##### TEXTE FOURNI
Jean-Jacques Aillagon, ancien ministre de la Culture est le directeur général de Pinault Collection et le commissaire général de cette exposition : « ce sont des œuvres au cœur de la sensibilité de François Pinault, qui apprécie la sobriété, où l’on dit beaucoup avec peu. Le choix du noir et du blanc se fait par des artistes qui répudient l’usage de la couleur. C’est un acte artistique fort, à des fins de sérénité, de sobriété totale, minimale, ou encore de radicalité, pour marquer la force des convictions ou comme un manifeste politique dans les oppositions ».
« La Bretagne est noire et blanche »
Peinture, sculpture, dessin, photographie, vidéo, cette sélection de 107 œuvres, créées par 56 artistes français et étrangers, s’ancre dans les symboliques du noir et du blanc. Ils forment un duo dans une relation dynamique et antagoniste, avec comme symbolique le yin et le yang. On les retrouve dans la bannière bretonne Gwenn-ha-Du qui flotte virtuellement sur un écran à l’entrée de l’exposition. Ce sont aussi les couleurs du blason de la Ville de Rennes, « et des armoiries de l’Ordre des Jacobins, qui ont habité ce lieu », précise Jean-Jaques Aillagon, « des jacobins portant robes blanches et manteaux noirs… tout est dans le tout ! »
Sérénité et angoisse
Au fil du parcours on découvre des œuvres de renommées internationales, de grandes signatures de la peinture, sculpture, photographie, des 60 dernières années. Richard Avedon, Jeff Koons, Cartier-Bresson, Dan Flavin, difficile de tous les citer. Mais il est rare de pouvoir vivre un tel regroupement d’œuvres. Nous sommes accueillis tout d’abord par un vautour dominant le visiteur, l’œuvre « waiting » de Sun Yuan et Pen Yu. Regard perçant, à la fois serein et inquisiteur. « Ici encore le lien peut-être fait avec l’histoire du lieu, et cette ambiance des dominicains que l’on retrouve tant dans le film « Au nom de la rose ». »
##########
##### DONNÉES ENREGISTRÉES
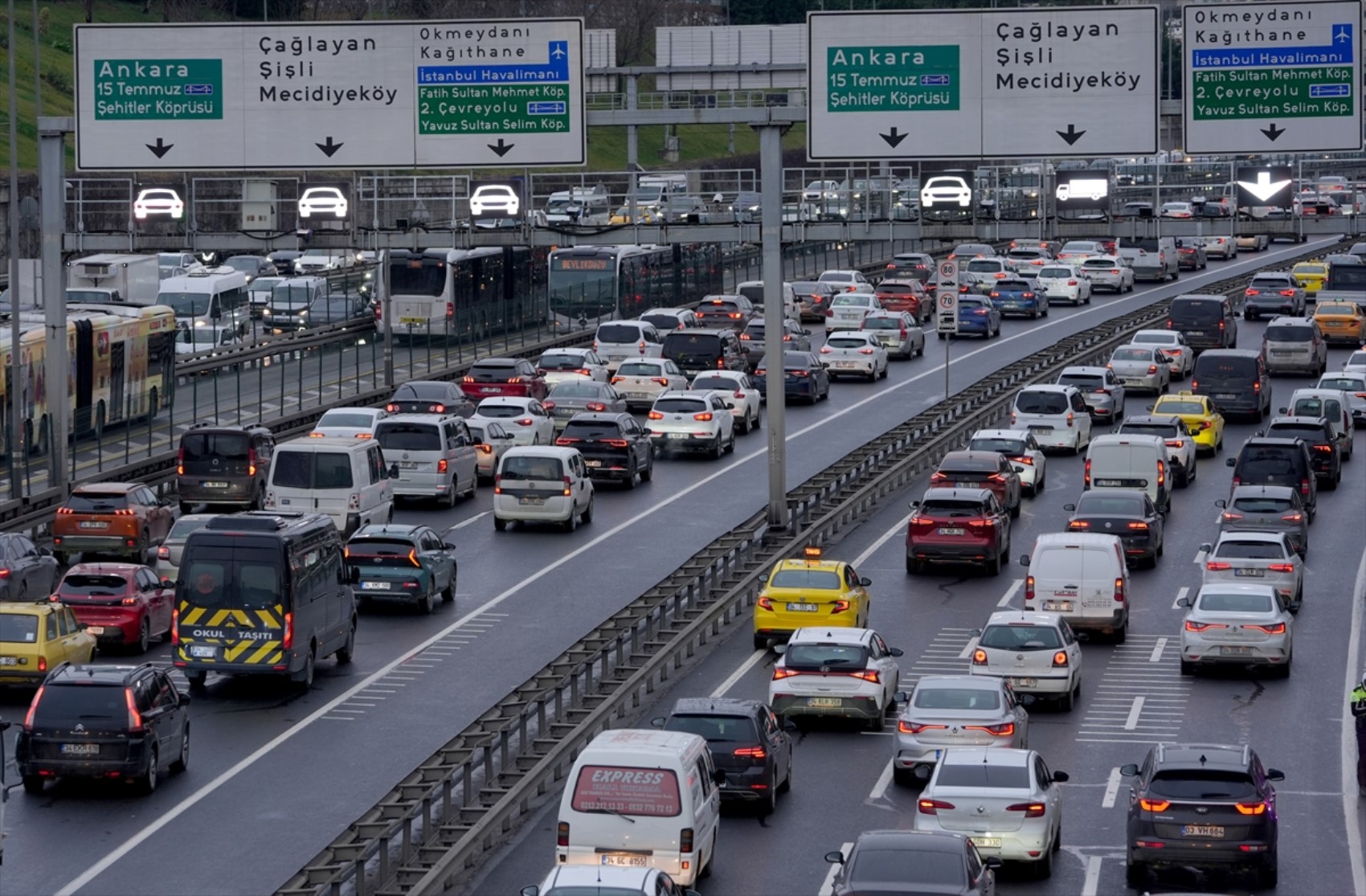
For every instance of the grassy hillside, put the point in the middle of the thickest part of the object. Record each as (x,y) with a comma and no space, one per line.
(607,145)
##########
■ CONSIGNES:
A - Selon le texte sur l'exposition en noir et blanc, combien d'œuvres la sélection réunit-elle ?
B - Rédigez la suite du texte sur l'exposition en noir et blanc, en partant de sa dernière phrase.

■ CORRIGÉS:
A - La sélection réunit 107 œuvres, créées par 56 artistes français et étrangers.

B -
La Pureté du blanc, lumière intime
Passé le vautour nous tombons sur le « Bourgeois Bust » de Jeff Koons, « une sculpture représentant l’artiste lui-même avec son ex-épouse la Cicciolina, actrice de films porno… ce qui ne l’empêche pas également d’être élue au parlement ! »
Un blanc de lait choisit pour ce qu’il peut évoquer comme pureté et innocence.
Plus loin, l’œuvre de François Morellet « Néons » clignote perpétuellement dans cette pièce intitulée « Less is more » proposant de faire « plus avec moins », comme une répudiation de l’emphase et du bavardage, pour aller à l’essentiel.
Et quand Adel Abdessemed use de l’ivoire d’éléphant, c’est pour matérialiser cette célèbre photographie de la petite fille vietnamienne brûlée au napalm en 1972. Comment le beau peut être aussi tragique ? Dans une salle portant sur les écritures, Roman Opalka écrit en blanc sur du blanc la succession des dates et des jours nécessaires à la création de ce tableau infini, et infiniment blanc. Il égrène ainsi, comme une psalmodie hypnotique, l’écoulement inéluctable du temps.
Le tragique du noir, la force du drame
Le noir, se refusant à la lumière, a la capacité d’effacer la perception des détails, participant à l’abstraction de ce qui est représenté. Plusieurs artistes usent de ces monochromes obscurs, jouant des matières. On retrouve ainsi la tête de mort de Damien Hirst « Death’s Head » symbolisant la mortification.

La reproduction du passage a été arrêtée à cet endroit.